* [PASSAGE]
- - -
Rights are based on the mutual recognition of man’s nature and the conditions required for man’s survival. Rights are the mutual respect for freedom of thought and action so that man can exist according to his nature.

gun control – ignorance of economics

The most tragic failure of gun control advocates, and prohibitionists in general, is ignorance of economics. There are unintended consequences of gun control that are intuitively obvious, such as denying law-abiding citizens the means to self-defense. These are the most important reasons to reject gun control.

However, one of the most interesting unintended consequences of prohibition is entirely counter to intuition, and it is evidenced in our long history of experience in alcohol and drug prohibition. A ban on something will mean that only criminals may have it. Since ordinarily law-abiding citizens must now resort to criminal activity to have that thing, they are suddenly accepting great risk to obtain that thing. Given that they are putting themselves at great risk, they might as well get their money’s worth, so the cost-benefit analysis makes it a rational choice to obtain things of higher potency. If you want a booming market in heroin and meth, all you have to do is ban the more benign drug, marijuana. The science tells us this is true.

Gun control advocates are seeking to ban the relatively ordinary AR-15 semi-automatic rifle, which is as potent a weapon as any semi-automatic hunting rifle, except with cosmetic and ergonomic qualities that give it a military weapon appearance, but not the lethality. The stated intent is to remove from the market what these advocates believe is an extraordinarily lethal weapon, which they believe is a weapon for mass murder (a so-called “assault weapon”).
- - -
* [GIVEN DATA]
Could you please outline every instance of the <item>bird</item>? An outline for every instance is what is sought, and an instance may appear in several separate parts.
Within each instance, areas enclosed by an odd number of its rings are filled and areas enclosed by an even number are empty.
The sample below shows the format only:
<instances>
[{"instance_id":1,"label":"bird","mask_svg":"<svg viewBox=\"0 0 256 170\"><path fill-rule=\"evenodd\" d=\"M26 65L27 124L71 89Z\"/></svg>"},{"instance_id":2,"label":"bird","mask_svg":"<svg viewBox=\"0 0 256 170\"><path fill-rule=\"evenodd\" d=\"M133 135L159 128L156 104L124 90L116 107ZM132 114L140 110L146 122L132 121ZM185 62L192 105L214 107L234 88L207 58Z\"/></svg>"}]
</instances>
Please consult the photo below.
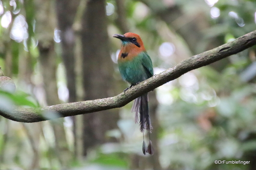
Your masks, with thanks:
<instances>
[{"instance_id":1,"label":"bird","mask_svg":"<svg viewBox=\"0 0 256 170\"><path fill-rule=\"evenodd\" d=\"M118 55L118 65L123 79L131 84L129 87L124 90L125 92L129 88L153 76L152 61L139 35L127 32L124 35L115 34L113 37L121 40L121 48ZM142 152L144 155L146 153L153 155L154 148L150 139L150 133L153 128L149 115L147 93L135 99L132 112L135 112L135 123L138 123L139 121L140 131L143 134ZM149 142L147 146L144 140L145 130L149 132Z\"/></svg>"}]
</instances>

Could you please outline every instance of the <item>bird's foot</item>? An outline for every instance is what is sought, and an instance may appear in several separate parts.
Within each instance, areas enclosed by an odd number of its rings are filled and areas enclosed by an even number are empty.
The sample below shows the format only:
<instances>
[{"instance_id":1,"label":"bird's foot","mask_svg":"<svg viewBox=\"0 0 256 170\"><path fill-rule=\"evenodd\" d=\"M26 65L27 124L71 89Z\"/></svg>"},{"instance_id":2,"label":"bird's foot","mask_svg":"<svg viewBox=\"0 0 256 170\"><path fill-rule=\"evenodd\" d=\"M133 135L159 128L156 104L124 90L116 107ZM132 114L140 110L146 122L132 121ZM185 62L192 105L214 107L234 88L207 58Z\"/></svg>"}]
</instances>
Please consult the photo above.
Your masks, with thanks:
<instances>
[{"instance_id":1,"label":"bird's foot","mask_svg":"<svg viewBox=\"0 0 256 170\"><path fill-rule=\"evenodd\" d=\"M128 89L129 89L130 88L132 87L132 86L133 86L133 85L132 84L132 85L131 85L131 86L125 89L124 89L124 93L125 94L125 92L126 92Z\"/></svg>"}]
</instances>

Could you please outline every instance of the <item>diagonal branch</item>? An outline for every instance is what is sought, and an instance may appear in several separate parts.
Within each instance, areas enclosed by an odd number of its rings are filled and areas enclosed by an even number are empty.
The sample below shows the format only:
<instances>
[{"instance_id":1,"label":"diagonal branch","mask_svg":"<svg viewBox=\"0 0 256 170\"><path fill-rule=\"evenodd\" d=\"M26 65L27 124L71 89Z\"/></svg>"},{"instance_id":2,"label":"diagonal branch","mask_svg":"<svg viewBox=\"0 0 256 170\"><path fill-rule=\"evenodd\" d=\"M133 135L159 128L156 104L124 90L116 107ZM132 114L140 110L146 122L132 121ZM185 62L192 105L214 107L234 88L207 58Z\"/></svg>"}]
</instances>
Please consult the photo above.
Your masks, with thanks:
<instances>
[{"instance_id":1,"label":"diagonal branch","mask_svg":"<svg viewBox=\"0 0 256 170\"><path fill-rule=\"evenodd\" d=\"M12 111L0 111L0 115L23 122L35 122L59 117L91 113L122 107L145 92L174 80L193 69L241 52L256 44L256 31L211 50L183 60L176 66L145 80L114 97L66 103L43 108L17 107Z\"/></svg>"}]
</instances>

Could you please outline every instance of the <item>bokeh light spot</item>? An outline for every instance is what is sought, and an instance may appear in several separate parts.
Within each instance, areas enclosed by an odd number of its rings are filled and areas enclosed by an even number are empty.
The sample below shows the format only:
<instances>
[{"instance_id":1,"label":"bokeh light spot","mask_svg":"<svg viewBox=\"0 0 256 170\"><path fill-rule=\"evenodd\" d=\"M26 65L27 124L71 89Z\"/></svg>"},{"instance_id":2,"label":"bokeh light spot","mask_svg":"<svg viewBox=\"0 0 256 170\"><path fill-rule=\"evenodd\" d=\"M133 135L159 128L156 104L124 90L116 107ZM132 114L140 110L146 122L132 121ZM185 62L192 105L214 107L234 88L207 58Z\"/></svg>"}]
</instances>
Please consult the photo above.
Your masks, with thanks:
<instances>
[{"instance_id":1,"label":"bokeh light spot","mask_svg":"<svg viewBox=\"0 0 256 170\"><path fill-rule=\"evenodd\" d=\"M171 56L175 51L174 44L168 42L163 43L159 47L159 52L164 59Z\"/></svg>"},{"instance_id":2,"label":"bokeh light spot","mask_svg":"<svg viewBox=\"0 0 256 170\"><path fill-rule=\"evenodd\" d=\"M106 13L107 15L111 15L115 11L115 6L111 3L107 3Z\"/></svg>"},{"instance_id":3,"label":"bokeh light spot","mask_svg":"<svg viewBox=\"0 0 256 170\"><path fill-rule=\"evenodd\" d=\"M61 41L61 39L60 37L61 31L57 29L56 28L54 29L54 35L53 37L53 39L54 39L54 41L57 43L59 43Z\"/></svg>"},{"instance_id":4,"label":"bokeh light spot","mask_svg":"<svg viewBox=\"0 0 256 170\"><path fill-rule=\"evenodd\" d=\"M211 17L212 18L216 18L220 16L221 11L220 9L215 6L211 9Z\"/></svg>"},{"instance_id":5,"label":"bokeh light spot","mask_svg":"<svg viewBox=\"0 0 256 170\"><path fill-rule=\"evenodd\" d=\"M11 23L11 22L12 22L12 14L9 11L7 11L2 17L1 25L3 28L7 28Z\"/></svg>"}]
</instances>

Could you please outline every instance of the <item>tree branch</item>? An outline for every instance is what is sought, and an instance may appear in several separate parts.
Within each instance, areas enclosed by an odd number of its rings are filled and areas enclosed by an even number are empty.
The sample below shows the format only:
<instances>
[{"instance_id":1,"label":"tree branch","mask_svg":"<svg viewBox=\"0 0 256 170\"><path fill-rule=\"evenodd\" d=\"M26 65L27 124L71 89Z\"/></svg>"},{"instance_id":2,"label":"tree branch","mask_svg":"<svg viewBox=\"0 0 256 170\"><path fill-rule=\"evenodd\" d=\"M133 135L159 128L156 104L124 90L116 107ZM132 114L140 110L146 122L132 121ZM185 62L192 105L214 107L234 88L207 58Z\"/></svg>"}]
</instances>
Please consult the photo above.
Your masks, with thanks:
- - -
* [WHAT YOU NEED TO DO]
1. In the gun control passage, from "Rights are based" up to and including "to his nature.", replace "mutual" with "shared" and write out the result.
2. Do these statements agree with the gun control passage? For each, answer yes or no and quote the deciding words. (a) A ban on something means that only criminals may have it. (b) The AR-15 is a more lethal weapon than a semi-automatic hunting rifle. (c) Denying law-abiding citizens the means to self-defense is a consequence of gun control that runs counter to intuition.

* [RESPONSES BY ITEM NUMBER]
1.
Rights are based on the shared recognition of man’s nature and the conditions required for man’s survival. Rights are the shared respect for freedom of thought and action so that man can exist according to his nature.

2.
(a) Yes: "A ban on something will mean that only criminals may have it."
(b) No: "which is as potent a weapon as any semi-automatic hunting rifle"
(c) No: "unintended consequences of gun control that are intuitively obvious, such as denying law-abiding citizens the means to self-defense"